Task inputs:
· · · · · · ·
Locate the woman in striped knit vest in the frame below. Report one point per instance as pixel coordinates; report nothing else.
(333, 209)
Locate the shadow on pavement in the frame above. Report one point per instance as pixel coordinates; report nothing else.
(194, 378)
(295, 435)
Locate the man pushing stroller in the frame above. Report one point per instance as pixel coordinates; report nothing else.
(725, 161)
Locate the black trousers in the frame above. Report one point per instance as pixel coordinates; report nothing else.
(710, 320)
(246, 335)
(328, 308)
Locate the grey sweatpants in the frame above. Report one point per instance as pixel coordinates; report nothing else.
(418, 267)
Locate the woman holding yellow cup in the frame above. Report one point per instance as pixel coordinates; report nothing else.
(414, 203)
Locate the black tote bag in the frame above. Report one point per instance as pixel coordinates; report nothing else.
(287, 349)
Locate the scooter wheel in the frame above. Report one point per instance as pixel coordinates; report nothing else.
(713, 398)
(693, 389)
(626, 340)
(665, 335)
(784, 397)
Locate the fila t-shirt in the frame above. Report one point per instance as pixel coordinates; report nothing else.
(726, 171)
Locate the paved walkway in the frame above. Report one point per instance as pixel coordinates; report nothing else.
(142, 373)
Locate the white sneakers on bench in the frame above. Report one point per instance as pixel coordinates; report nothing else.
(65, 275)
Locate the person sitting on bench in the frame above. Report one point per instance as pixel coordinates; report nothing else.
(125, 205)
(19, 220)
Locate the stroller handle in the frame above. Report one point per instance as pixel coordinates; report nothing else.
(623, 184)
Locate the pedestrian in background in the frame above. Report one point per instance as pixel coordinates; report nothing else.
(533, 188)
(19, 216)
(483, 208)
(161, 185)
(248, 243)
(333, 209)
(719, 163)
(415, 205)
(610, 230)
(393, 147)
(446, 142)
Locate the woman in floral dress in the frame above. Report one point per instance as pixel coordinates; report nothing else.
· · · · · · ·
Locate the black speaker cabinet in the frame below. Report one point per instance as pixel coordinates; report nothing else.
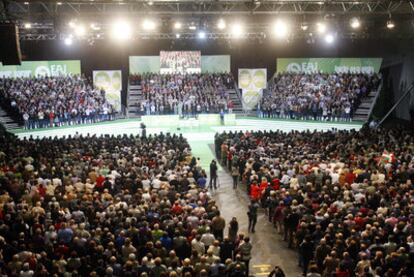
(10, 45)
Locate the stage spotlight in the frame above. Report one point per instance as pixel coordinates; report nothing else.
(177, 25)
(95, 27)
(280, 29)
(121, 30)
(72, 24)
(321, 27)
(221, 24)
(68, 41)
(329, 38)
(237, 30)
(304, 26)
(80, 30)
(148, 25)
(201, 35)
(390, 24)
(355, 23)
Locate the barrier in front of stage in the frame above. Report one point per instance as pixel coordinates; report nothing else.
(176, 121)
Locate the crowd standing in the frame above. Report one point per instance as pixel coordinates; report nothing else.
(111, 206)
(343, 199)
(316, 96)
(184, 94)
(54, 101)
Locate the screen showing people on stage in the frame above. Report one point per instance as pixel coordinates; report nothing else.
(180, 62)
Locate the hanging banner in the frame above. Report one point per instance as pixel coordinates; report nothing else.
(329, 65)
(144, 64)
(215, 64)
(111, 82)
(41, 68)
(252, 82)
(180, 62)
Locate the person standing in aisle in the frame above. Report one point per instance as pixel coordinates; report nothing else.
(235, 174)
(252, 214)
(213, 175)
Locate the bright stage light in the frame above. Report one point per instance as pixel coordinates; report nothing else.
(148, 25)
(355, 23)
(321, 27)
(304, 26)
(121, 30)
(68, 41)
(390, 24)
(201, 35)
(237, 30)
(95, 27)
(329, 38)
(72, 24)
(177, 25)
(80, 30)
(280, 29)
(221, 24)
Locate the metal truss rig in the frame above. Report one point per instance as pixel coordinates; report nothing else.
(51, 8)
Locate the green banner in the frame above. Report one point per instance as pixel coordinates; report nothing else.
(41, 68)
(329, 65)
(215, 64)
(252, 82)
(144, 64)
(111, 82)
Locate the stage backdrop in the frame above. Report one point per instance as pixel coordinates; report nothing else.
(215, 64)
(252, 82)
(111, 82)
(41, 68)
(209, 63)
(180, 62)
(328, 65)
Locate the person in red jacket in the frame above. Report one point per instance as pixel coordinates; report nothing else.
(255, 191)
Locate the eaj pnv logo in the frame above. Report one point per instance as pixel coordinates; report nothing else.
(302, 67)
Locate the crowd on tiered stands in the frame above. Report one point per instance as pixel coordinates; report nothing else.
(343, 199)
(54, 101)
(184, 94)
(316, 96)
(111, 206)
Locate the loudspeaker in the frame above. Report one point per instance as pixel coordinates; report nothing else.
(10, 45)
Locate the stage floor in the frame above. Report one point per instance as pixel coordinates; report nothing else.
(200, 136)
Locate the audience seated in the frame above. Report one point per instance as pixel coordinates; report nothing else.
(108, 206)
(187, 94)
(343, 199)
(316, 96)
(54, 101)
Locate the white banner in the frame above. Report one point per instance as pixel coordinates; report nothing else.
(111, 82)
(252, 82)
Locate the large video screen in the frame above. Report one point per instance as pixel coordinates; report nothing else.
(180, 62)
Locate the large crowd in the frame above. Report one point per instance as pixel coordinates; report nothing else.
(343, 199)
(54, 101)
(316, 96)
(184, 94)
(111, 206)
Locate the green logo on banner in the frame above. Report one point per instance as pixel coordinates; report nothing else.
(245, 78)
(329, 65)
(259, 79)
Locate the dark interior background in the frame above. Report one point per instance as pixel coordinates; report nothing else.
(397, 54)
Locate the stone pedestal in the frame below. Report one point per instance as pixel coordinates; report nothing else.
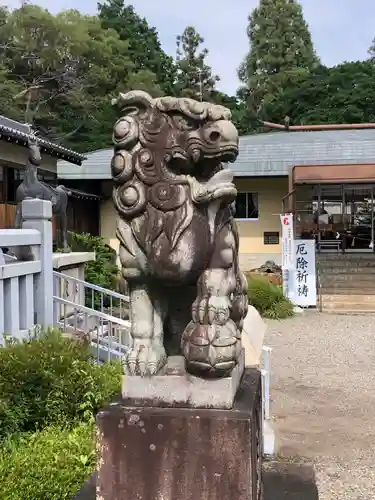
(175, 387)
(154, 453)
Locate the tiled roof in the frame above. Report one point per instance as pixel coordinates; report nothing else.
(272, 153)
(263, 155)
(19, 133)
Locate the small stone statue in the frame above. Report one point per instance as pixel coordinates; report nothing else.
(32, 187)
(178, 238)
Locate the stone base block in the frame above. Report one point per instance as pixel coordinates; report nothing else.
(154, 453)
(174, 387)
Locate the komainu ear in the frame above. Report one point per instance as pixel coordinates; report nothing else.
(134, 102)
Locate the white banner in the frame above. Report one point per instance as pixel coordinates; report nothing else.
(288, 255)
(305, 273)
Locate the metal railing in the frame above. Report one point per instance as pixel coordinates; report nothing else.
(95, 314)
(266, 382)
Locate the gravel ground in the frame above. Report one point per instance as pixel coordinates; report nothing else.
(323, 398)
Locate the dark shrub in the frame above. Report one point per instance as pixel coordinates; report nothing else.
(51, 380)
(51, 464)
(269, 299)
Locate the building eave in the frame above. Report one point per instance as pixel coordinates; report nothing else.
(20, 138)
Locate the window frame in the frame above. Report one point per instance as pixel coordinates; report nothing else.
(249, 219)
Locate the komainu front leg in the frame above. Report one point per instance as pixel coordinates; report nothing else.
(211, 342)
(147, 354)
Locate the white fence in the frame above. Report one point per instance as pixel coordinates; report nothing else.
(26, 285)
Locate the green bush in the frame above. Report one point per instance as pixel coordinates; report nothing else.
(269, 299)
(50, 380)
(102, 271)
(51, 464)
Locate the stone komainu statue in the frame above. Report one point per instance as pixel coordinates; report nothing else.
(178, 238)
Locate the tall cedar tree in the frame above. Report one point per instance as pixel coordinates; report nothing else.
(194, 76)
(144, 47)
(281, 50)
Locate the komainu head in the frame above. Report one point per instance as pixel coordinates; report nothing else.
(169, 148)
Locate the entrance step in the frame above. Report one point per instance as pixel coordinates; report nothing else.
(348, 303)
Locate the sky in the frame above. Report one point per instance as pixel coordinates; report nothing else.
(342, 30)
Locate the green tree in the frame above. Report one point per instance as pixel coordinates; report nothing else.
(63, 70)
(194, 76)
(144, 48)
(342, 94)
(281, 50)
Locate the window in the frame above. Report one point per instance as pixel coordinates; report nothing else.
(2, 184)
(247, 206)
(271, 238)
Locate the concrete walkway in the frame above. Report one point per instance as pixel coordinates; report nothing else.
· · · · · · ·
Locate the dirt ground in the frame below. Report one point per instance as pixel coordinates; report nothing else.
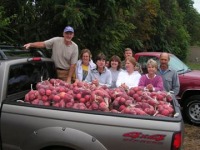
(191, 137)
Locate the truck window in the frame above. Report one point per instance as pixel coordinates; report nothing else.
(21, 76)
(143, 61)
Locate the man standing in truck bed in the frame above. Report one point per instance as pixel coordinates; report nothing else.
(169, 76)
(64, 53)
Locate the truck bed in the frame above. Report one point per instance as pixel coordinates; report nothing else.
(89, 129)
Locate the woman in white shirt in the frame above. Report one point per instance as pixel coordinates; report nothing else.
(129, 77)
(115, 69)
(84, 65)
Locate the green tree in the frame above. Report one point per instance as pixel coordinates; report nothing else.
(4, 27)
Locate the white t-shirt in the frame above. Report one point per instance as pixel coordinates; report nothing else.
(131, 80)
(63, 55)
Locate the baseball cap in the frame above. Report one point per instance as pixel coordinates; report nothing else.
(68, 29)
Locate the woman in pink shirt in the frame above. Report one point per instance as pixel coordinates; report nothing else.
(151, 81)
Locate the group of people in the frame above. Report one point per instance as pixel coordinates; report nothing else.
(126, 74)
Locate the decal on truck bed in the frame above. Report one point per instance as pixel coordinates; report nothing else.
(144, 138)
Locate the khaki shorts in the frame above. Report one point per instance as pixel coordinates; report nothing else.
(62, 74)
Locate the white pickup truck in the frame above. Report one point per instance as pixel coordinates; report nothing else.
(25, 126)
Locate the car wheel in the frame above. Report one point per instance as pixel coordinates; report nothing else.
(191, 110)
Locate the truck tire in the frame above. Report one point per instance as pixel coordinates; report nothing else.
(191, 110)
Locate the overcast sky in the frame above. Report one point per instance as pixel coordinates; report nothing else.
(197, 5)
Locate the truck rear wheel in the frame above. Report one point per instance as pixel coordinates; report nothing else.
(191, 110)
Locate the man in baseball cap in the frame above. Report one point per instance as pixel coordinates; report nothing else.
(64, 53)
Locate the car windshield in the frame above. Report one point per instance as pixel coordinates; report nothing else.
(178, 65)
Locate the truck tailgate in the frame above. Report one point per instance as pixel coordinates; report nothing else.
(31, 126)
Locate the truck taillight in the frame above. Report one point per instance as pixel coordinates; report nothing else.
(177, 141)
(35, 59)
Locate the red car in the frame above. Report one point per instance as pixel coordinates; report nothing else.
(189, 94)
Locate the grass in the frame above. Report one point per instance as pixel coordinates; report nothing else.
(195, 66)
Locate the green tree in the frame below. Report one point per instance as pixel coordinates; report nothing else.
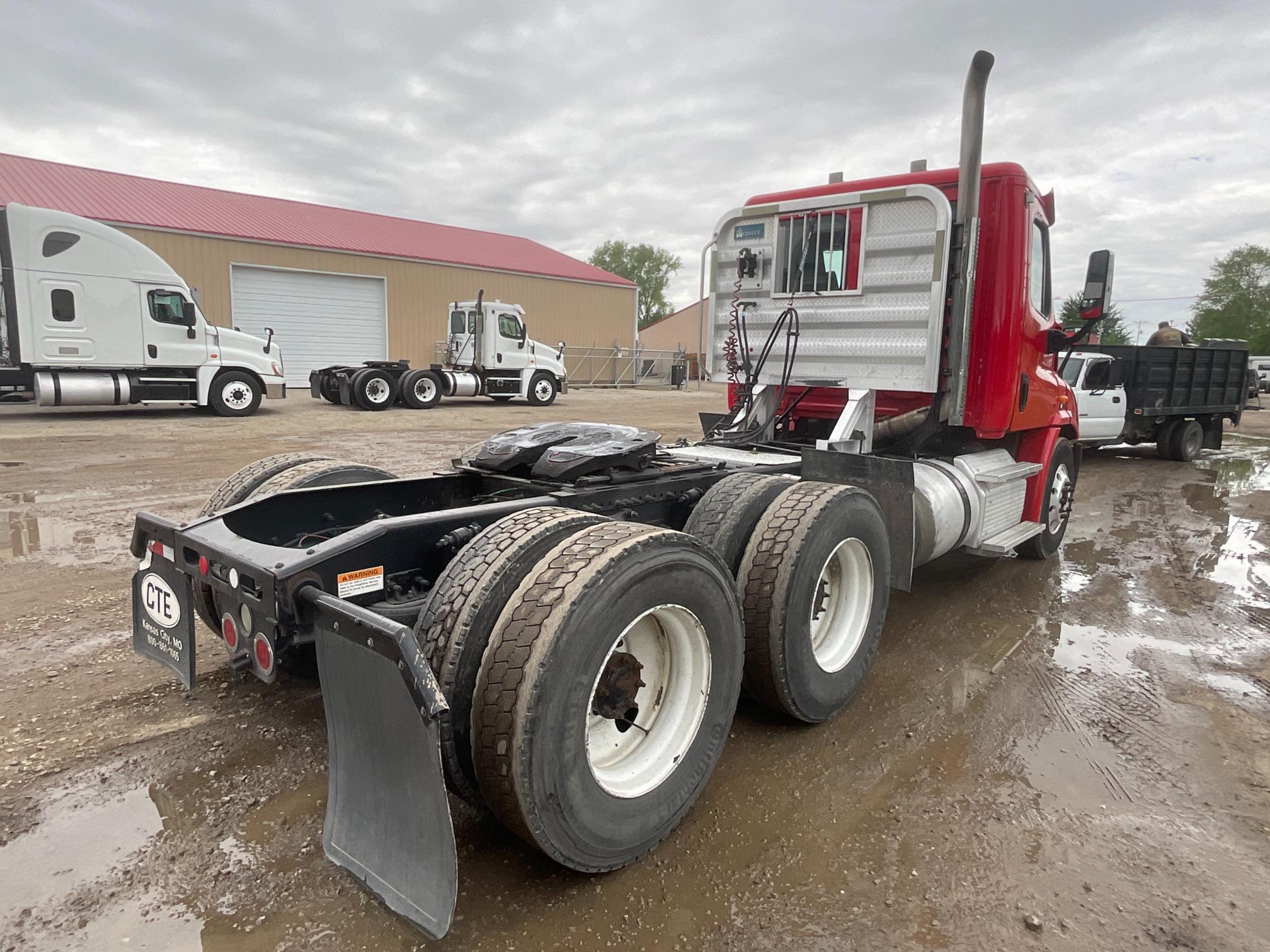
· · · · · · ·
Problem statement: Find every line above that contains the string "shirt", matching case, and copy each one out.

Task result:
Locate the fila t-shirt in the frame above. Report one point per instance as pixel coordinates; report nothing else.
Locate the woman in white shirt in the frame above. Report one point per instance as pixel coordinates; report nothing else.
Locate the white t-shirt in the frame above. Report one point per instance as pixel coordinates; report nothing else.
Locate the woman in pink shirt in the frame above. Report one point per instance as pixel coordinates; report nothing else.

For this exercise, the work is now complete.